本文:

ただ、イプセンが実際の舞台で観られるだけでうれしい、
と思うような方以外には、
娯楽としてお薦め出来るような舞台ではありません。

以下ネタばれがあります。

主人公のアルヴィング夫人は、
ノルウェーの田舎町の名士であったアルヴィング大尉の未亡人で、
亡き夫を記念する孤児院を建設し、
その落成式を控えています。

アルヴィング大尉は放蕩から神経梅毒に侵され、
殆ど廃人のような生活を送っていたのですが、
その秘密は夫人によって秘されています。

夫婦にはオスヴィルという一人息子がいて、
フランスで画家として成功したのですが、
病気になって戻って来ます。

オスヴィルの病は神経梅毒で、
それは父親から母親を介しての感染だったのですが、
オスヴィル本人は、
フランスでの自由な生活が、
その原因だと信じています。

夫人は一度夫を見限って家を出たのですが、
恋人として頼ったマンデルという牧師は、
信仰と社会の秩序を理由に、
彼女の愛を拒絶して家に戻します。
しかし、その牧師は孤児院設立を機に夫人の元に戻って来ます。

アルヴィング大尉は家の召使にも手を付けて、
娘を身ごもり、
そのレギーネと名付けられた娘は成長して、
形としては町の大工のエングストランの娘ということになり、
今は夫人の召使になっています。

オスヴィルが実は異母兄妹のレギーネと愛し合い、
それを夫人が目にするところから、
運命の残酷な歯車が回り始め、
火の不始末で孤児院は燃え尽き、
夫人が真実を語ると、
レギーネはオスヴィルの元を去り、
神経梅毒の発作を起こして、
自分を殺して欲しいと母に頼むオスヴィルの狂乱で、
物語は幕を閉じます。

「人形の家」の次に書かれたこの作品は、
「人形の家」の一種の後日談で、
自立した女として家を出た女性が、
結局は夫の元に戻って、
仮面夫婦を演じるのだけれど…
という趣向になっています。

そこに当時はほぼ不治の病であった神経梅毒と、
近親相姦が絡みます。

救いの欠片もなく、陰惨極まりないドラマですが、
それでいてそう抵抗なく物語に没入出来るのは、
5人の登場人物が全て、
迷いなく1つの意思に突き動かされるように造形されていることで、
ある種の運命的な悲劇として、
距離を置いて観ることの出来るように、
構成されているからかも知れません。

5人だけの登場人物ですが、
それでいてこの複雑なドラマを、
その5人の台詞だけで過不足なく展開させていることに、
イプセンの卓越した技量を見ることが出来ます。

通常もう少し余計な人物を登場させないと、
作品を上手く構成出来ないと思えるところですが、
たとえば牧師に、かつての主人公の愛人としての役割と、
信仰の秩序を代表する役割、
施設の手続きを斡旋する役割などを、
全て担わせることで、
この少人数で見事に不自然さなく、
作品を成立させているのです。

提供資料:
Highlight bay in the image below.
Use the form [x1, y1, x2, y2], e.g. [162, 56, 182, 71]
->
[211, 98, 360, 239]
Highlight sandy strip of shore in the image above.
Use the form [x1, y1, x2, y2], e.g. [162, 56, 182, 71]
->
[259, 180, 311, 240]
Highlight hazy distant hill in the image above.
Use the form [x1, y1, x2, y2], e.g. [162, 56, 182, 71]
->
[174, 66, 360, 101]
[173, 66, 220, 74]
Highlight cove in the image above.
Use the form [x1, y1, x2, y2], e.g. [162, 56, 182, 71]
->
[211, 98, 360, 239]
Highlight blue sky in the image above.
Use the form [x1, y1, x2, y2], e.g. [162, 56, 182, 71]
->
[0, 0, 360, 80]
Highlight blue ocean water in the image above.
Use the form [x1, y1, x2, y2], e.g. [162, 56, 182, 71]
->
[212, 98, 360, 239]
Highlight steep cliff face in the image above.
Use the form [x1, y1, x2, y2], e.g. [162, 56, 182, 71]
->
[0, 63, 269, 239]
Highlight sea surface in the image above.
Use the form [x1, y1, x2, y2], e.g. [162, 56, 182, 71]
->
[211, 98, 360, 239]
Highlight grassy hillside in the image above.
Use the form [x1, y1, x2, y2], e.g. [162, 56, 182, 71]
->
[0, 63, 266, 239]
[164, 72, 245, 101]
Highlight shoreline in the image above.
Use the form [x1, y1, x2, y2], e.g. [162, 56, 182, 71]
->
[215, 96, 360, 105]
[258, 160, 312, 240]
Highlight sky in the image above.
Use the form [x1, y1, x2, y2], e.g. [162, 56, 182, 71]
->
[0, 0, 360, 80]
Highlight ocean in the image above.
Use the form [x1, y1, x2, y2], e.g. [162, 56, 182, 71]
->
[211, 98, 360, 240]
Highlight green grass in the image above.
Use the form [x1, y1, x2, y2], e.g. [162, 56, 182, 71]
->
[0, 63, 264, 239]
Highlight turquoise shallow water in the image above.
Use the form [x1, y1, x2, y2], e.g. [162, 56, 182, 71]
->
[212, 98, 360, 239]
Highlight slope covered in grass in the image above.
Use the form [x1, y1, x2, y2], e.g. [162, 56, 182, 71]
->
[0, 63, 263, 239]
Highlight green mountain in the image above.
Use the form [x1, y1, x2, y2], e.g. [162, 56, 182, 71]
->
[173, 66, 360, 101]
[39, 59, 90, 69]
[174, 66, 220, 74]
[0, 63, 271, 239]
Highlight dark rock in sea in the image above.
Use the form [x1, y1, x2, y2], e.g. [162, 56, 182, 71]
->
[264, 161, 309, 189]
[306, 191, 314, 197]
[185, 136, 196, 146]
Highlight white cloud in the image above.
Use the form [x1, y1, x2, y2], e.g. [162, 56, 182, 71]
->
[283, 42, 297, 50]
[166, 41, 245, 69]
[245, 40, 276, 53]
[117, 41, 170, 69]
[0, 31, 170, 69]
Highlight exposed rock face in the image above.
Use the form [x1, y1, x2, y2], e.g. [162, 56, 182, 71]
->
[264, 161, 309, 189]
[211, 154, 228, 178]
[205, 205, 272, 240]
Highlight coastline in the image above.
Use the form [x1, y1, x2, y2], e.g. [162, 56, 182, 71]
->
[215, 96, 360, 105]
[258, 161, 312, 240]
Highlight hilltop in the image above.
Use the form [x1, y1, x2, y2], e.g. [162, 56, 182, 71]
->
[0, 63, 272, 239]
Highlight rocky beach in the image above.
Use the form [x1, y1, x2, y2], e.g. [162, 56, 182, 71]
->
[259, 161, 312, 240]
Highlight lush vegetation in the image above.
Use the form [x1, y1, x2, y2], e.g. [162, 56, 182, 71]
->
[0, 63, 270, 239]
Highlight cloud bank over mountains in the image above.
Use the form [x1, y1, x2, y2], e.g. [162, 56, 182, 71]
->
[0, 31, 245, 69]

課題の条件: 本文を「救いの欠片もなく、陰惨極まりないドラマですが、」を含む箇所から写し始め、「イプセンの卓越した技量を見ることが出来ます。」の直後で止める。その際、「卓越した技量」を「優れた手腕」に差し替える。 答えるときは本文だけを手がかりにしてください。

解答:
救いの欠片もなく、陰惨極まりないドラマですが、
それでいてそう抵抗なく物語に没入出来るのは、
5人の登場人物が全て、
迷いなく1つの意思に突き動かされるように造形されていることで、
ある種の運命的な悲劇として、
距離を置いて観ることの出来るように、
構成されているからかも知れません。

5人だけの登場人物ですが、
それでいてこの複雑なドラマを、
その5人の台詞だけで過不足なく展開させていることに、
イプセンの優れた手腕を見ることが出来ます。